[Source passage]
++++++++++
I don’t think I’ve talked about Save the Cat here yet, and how I used it to structure a book. This isn’t a “learn to write so you can make millions like me” blog, so I don’t know how important or useful it is for me to document this. And spoiler alert, the book I wrote using this method did not sell a million copies. But as I’m thinking about book ideas now, I keep coming back to this. So here goes.

Save the Cat! is book by screenwriter Blake Snyder, which describes his method of structuring and outlining a screenplay for maximum impact. It’s essentially a refinement or maybe simplification of the Syd Field “paradigm” or three-act structure, mixed with a healthy dose of the Joseph Campbell hero’s journey/monomyth thing, which has been beaten to death by any number of screenwriting gurus/hacks such as Christopher Vogler, George Lucas, and anyone who has ever made any money for Pixar.
++++++++++
[Extracted data]
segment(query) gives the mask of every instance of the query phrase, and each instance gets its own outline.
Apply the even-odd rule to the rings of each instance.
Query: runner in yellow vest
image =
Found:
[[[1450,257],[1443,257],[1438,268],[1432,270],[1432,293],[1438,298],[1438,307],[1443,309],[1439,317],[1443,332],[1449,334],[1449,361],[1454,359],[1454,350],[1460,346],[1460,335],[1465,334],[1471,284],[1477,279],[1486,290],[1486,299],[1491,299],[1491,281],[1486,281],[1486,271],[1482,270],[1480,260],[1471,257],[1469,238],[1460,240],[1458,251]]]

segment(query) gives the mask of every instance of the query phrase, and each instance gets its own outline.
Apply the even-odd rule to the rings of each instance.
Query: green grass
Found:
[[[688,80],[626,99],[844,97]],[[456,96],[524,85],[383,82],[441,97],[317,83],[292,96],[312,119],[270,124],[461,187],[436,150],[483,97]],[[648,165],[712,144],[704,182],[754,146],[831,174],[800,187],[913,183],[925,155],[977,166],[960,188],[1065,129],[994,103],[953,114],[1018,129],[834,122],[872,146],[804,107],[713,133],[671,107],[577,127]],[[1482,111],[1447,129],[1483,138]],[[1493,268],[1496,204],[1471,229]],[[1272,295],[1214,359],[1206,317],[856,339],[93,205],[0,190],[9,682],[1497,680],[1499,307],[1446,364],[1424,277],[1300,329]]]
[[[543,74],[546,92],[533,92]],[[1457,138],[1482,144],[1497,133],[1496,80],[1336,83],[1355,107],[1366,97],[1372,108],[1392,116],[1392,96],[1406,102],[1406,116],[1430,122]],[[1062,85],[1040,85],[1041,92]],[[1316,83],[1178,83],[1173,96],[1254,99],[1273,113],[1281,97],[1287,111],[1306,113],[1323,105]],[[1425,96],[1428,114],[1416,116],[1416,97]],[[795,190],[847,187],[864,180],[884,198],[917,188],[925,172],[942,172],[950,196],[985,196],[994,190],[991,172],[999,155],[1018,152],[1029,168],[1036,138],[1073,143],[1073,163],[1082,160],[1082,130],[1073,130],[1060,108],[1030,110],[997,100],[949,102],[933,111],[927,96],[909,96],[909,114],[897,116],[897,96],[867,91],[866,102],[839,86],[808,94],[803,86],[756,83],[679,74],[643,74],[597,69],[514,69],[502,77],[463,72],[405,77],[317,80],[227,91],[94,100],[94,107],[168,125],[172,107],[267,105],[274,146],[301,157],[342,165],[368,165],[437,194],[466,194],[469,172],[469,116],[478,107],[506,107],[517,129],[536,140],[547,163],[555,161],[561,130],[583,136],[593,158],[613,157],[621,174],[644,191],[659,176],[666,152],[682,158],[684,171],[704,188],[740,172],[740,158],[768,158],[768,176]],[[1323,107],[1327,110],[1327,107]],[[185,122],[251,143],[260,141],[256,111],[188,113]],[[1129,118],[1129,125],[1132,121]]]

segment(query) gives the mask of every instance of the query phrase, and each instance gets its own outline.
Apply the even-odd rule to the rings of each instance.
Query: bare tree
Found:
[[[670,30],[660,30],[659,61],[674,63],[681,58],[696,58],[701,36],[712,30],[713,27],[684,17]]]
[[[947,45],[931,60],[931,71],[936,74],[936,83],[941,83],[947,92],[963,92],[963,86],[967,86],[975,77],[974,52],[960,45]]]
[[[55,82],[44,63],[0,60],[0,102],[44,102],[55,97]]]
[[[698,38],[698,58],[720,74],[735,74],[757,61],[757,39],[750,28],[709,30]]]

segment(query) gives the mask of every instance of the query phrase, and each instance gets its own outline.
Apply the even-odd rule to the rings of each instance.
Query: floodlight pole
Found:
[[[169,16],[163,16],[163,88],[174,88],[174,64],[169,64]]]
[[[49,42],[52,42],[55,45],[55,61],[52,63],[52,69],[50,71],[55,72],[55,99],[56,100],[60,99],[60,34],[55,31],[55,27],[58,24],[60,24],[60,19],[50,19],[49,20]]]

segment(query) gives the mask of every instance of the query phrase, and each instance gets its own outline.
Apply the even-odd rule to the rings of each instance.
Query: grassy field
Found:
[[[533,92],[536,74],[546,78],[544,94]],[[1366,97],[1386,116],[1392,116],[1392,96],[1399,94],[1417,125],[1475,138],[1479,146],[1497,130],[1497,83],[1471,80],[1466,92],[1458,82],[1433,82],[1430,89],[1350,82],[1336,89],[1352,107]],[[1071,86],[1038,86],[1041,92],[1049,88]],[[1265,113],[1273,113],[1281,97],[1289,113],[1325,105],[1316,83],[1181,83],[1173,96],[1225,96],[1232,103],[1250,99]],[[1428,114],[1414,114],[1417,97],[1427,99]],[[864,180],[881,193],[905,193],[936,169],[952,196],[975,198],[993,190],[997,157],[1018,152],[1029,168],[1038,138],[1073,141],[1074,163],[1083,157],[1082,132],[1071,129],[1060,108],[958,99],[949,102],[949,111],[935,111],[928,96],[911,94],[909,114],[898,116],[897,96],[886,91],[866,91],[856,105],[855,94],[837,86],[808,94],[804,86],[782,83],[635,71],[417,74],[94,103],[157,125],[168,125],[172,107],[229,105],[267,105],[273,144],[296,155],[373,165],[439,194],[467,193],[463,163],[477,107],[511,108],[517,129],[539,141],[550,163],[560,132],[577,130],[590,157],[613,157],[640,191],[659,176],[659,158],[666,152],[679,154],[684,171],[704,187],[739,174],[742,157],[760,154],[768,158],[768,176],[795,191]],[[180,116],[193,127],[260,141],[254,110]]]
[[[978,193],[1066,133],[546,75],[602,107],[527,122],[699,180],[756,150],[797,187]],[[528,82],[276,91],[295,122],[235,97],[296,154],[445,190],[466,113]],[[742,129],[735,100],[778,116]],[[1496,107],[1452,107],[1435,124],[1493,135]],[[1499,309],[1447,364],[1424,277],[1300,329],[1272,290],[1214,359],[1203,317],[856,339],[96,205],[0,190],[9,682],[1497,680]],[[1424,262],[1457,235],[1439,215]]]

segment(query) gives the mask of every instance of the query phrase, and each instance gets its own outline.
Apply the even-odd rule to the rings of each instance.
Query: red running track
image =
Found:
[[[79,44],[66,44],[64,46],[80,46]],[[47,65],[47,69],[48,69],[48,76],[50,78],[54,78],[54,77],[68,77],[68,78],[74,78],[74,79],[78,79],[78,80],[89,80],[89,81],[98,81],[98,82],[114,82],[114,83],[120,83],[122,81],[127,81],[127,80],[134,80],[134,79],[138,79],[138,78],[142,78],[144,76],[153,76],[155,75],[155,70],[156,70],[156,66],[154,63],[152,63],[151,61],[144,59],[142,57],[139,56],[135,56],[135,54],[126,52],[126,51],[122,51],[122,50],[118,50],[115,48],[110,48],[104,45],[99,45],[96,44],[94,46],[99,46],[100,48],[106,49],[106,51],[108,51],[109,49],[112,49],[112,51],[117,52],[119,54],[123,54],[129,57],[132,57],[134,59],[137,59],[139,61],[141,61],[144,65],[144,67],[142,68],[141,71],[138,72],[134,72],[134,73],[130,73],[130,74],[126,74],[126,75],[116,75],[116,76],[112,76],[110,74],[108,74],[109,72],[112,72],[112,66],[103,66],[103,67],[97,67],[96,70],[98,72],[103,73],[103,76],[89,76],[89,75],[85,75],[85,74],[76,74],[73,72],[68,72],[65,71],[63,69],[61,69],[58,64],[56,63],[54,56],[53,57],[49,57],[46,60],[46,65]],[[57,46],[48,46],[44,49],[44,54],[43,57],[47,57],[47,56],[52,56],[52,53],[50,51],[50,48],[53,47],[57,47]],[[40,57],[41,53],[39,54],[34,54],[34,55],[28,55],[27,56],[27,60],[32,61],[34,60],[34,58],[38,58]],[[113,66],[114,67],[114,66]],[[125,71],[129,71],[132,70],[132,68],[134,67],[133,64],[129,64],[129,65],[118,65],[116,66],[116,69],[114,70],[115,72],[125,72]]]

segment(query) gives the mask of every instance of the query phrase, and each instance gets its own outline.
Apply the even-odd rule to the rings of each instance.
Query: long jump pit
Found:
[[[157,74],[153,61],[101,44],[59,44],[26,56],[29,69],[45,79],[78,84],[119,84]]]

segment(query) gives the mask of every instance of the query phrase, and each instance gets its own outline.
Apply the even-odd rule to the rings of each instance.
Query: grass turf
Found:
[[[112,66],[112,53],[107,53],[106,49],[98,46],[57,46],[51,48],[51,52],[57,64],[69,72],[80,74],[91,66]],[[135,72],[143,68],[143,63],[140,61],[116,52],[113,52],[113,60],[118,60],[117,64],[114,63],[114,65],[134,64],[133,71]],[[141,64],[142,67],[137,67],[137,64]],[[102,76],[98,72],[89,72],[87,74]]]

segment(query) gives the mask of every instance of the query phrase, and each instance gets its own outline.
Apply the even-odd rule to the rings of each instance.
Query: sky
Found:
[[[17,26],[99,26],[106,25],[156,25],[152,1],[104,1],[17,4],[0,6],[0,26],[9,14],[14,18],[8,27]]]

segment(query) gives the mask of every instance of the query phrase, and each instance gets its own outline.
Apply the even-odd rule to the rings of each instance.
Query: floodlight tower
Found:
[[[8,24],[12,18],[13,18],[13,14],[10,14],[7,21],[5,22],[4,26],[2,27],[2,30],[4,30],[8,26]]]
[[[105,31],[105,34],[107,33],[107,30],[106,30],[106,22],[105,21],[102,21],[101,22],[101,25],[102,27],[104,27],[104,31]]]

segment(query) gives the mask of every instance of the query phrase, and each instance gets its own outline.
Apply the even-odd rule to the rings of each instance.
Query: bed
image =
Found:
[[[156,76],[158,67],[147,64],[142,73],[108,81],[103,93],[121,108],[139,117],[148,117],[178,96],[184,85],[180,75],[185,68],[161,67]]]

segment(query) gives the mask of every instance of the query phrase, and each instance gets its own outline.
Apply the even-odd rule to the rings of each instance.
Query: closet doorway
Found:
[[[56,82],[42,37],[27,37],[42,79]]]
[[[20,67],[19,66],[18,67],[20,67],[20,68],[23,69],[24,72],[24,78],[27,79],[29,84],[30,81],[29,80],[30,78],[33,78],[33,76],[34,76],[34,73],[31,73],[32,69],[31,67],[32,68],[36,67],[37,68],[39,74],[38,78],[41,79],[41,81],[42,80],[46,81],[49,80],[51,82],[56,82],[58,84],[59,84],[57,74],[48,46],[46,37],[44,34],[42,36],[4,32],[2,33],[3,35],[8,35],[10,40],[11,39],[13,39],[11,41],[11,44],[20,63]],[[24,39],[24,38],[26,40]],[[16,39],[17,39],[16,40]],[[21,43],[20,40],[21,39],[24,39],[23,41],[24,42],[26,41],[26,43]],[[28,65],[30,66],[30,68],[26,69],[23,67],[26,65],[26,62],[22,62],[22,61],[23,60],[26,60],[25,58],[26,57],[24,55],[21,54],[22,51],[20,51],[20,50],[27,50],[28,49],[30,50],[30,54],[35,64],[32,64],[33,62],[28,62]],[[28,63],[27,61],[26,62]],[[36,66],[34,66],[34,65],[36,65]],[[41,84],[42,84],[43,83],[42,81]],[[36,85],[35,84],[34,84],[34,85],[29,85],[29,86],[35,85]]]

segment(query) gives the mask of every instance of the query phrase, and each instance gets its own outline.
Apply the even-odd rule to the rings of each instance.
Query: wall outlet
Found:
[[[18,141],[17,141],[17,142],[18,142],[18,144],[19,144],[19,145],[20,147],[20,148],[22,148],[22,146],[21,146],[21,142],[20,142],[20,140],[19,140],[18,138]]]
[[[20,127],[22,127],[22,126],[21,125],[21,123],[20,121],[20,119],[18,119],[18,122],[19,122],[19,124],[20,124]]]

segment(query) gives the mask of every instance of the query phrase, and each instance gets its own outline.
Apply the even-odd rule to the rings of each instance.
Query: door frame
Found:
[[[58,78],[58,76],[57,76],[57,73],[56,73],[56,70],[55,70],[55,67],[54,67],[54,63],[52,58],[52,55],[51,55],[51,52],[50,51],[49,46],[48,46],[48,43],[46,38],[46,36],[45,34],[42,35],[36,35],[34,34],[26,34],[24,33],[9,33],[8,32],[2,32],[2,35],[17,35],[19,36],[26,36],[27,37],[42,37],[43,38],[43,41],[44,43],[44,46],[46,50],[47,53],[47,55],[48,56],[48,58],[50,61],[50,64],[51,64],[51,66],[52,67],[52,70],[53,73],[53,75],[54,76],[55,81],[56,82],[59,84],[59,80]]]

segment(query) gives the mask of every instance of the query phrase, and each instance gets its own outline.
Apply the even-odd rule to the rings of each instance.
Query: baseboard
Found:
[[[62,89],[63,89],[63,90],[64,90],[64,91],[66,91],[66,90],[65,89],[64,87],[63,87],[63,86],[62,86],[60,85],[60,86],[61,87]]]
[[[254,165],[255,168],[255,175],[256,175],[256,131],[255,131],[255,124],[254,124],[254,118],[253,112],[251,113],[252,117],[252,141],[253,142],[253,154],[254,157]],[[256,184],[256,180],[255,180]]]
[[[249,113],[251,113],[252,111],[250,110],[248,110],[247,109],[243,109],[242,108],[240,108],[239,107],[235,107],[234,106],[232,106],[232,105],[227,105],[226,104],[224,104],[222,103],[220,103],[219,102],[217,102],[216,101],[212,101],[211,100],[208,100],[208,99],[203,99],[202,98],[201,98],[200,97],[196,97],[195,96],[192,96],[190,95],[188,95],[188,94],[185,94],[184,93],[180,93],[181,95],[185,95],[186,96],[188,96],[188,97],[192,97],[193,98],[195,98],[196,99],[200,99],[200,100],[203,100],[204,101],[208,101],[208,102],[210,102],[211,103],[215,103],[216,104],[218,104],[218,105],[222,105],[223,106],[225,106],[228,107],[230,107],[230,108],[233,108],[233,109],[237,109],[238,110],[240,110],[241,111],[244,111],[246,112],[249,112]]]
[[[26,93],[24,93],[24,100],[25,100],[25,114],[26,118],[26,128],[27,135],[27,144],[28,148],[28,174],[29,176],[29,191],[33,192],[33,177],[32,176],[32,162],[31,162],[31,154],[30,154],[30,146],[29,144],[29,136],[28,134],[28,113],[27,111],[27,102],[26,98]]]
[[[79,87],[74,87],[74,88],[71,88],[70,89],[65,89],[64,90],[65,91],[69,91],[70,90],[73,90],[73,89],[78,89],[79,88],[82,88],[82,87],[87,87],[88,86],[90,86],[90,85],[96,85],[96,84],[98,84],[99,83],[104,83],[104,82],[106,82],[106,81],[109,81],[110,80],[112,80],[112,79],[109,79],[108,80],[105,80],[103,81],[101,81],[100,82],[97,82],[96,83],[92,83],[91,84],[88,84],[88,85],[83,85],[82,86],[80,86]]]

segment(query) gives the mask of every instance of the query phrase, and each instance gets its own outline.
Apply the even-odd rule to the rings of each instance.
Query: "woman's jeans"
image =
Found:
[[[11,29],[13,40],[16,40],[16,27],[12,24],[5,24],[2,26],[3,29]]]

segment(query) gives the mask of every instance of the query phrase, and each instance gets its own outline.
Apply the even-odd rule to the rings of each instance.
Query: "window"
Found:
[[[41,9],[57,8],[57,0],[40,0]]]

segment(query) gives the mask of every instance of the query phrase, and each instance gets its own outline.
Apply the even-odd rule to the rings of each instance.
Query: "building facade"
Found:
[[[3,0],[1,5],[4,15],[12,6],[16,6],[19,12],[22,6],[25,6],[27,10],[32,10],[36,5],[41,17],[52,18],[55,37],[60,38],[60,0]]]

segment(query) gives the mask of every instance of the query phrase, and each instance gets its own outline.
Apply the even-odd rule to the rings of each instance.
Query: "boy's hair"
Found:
++++++++++
[Exercise directions] From the Save the Cat passage, pull out the stretch that begins at the words "Save the Cat!" and stops after "money for Pixar.", copying it word for word.

[Correct answer]
Save the Cat! is book by screenwriter Blake Snyder, which describes his method of structuring and outlining a screenplay for maximum impact. It’s essentially a refinement or maybe simplification of the Syd Field “paradigm” or three-act structure, mixed with a healthy dose of the Joseph Campbell hero’s journey/monomyth thing, which has been beaten to death by any number of screenwriting gurus/hacks such as Christopher Vogler, George Lucas, and anyone who has ever made any money for Pixar.